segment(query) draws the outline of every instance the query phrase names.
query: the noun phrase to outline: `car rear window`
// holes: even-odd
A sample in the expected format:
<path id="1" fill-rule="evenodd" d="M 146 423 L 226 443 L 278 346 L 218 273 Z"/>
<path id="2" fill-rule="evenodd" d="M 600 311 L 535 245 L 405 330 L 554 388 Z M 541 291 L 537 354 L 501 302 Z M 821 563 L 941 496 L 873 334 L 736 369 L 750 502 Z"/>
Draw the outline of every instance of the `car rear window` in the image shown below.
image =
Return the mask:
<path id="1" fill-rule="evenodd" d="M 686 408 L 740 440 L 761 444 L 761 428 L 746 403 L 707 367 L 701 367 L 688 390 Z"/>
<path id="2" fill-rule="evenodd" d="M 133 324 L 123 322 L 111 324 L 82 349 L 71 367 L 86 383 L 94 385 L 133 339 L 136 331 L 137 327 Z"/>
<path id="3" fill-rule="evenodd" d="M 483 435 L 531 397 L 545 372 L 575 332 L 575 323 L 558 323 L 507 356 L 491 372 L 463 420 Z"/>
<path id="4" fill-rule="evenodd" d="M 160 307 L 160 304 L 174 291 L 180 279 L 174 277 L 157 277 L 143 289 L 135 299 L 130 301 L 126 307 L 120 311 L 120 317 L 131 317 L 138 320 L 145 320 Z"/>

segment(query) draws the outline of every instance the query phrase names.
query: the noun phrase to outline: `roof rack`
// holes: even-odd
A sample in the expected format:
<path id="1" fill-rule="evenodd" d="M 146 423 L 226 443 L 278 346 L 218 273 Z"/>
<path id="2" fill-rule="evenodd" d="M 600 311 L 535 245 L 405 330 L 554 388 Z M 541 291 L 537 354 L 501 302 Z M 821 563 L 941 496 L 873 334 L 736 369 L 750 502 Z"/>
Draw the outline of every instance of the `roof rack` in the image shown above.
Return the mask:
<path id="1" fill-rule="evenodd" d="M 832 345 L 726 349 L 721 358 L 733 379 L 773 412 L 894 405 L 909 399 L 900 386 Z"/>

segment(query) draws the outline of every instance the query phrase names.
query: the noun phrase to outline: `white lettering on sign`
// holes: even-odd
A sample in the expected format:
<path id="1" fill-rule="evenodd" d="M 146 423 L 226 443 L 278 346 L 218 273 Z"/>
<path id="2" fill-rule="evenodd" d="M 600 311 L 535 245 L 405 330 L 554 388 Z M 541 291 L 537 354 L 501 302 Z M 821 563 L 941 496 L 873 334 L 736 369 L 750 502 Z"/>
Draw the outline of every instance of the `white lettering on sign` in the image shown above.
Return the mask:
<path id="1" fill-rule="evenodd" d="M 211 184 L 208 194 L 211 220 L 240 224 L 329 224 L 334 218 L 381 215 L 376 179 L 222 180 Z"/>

####################

How many of the listing's lines contain "lettering"? Respond with a single number and nothing else.

**SOLUTION**
2